##### ENTRIES SHOWN #####
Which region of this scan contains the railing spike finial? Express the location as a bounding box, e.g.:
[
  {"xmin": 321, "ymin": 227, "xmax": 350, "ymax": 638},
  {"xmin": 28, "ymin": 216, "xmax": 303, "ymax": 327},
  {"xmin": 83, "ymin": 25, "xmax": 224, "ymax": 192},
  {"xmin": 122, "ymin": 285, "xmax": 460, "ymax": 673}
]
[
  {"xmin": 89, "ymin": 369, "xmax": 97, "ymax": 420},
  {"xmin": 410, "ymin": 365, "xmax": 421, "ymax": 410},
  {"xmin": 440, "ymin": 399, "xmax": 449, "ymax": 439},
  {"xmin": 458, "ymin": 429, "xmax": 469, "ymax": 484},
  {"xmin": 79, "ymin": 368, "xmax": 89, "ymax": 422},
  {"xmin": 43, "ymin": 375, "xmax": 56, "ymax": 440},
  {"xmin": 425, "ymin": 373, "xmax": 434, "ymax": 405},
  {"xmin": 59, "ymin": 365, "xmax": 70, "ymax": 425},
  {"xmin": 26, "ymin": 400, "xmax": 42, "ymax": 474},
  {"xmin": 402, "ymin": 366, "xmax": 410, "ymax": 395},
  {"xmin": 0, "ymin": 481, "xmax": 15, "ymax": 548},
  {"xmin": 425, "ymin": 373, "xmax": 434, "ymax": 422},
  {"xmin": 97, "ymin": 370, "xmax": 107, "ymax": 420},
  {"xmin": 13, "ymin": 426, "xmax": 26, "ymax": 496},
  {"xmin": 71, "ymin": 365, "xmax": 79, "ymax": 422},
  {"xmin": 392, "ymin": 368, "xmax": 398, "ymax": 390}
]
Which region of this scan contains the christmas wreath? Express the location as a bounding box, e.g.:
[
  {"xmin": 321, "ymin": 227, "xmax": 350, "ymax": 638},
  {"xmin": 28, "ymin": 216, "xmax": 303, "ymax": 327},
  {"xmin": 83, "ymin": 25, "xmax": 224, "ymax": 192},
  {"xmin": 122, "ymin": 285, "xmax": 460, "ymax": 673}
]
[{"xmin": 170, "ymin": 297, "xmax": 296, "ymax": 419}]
#####
Reproduce all of the material above line for line, without changing a single character.

**RESPONSE FOR THIS EXERCISE:**
Which region of this scan contains the railing spike finial? Express the location as a bounding box, e.g.:
[
  {"xmin": 321, "ymin": 227, "xmax": 350, "ymax": 638},
  {"xmin": 28, "ymin": 216, "xmax": 303, "ymax": 327},
  {"xmin": 83, "ymin": 25, "xmax": 224, "ymax": 192},
  {"xmin": 122, "ymin": 285, "xmax": 460, "ymax": 673}
]
[
  {"xmin": 89, "ymin": 369, "xmax": 97, "ymax": 420},
  {"xmin": 410, "ymin": 365, "xmax": 421, "ymax": 410},
  {"xmin": 440, "ymin": 399, "xmax": 449, "ymax": 439},
  {"xmin": 458, "ymin": 429, "xmax": 469, "ymax": 484},
  {"xmin": 79, "ymin": 368, "xmax": 89, "ymax": 422},
  {"xmin": 43, "ymin": 375, "xmax": 56, "ymax": 440},
  {"xmin": 425, "ymin": 373, "xmax": 434, "ymax": 405},
  {"xmin": 59, "ymin": 365, "xmax": 70, "ymax": 425},
  {"xmin": 26, "ymin": 400, "xmax": 42, "ymax": 474},
  {"xmin": 402, "ymin": 366, "xmax": 410, "ymax": 395},
  {"xmin": 0, "ymin": 481, "xmax": 15, "ymax": 548},
  {"xmin": 425, "ymin": 373, "xmax": 434, "ymax": 422},
  {"xmin": 97, "ymin": 370, "xmax": 107, "ymax": 420},
  {"xmin": 13, "ymin": 426, "xmax": 26, "ymax": 496},
  {"xmin": 71, "ymin": 365, "xmax": 79, "ymax": 422},
  {"xmin": 392, "ymin": 368, "xmax": 398, "ymax": 390}
]
Which region of this scan contains the christmas wreath? Express the location as a bounding box, e.g.:
[
  {"xmin": 321, "ymin": 227, "xmax": 350, "ymax": 638},
  {"xmin": 28, "ymin": 216, "xmax": 303, "ymax": 327},
  {"xmin": 83, "ymin": 25, "xmax": 224, "ymax": 192},
  {"xmin": 122, "ymin": 285, "xmax": 460, "ymax": 673}
]
[{"xmin": 170, "ymin": 297, "xmax": 296, "ymax": 419}]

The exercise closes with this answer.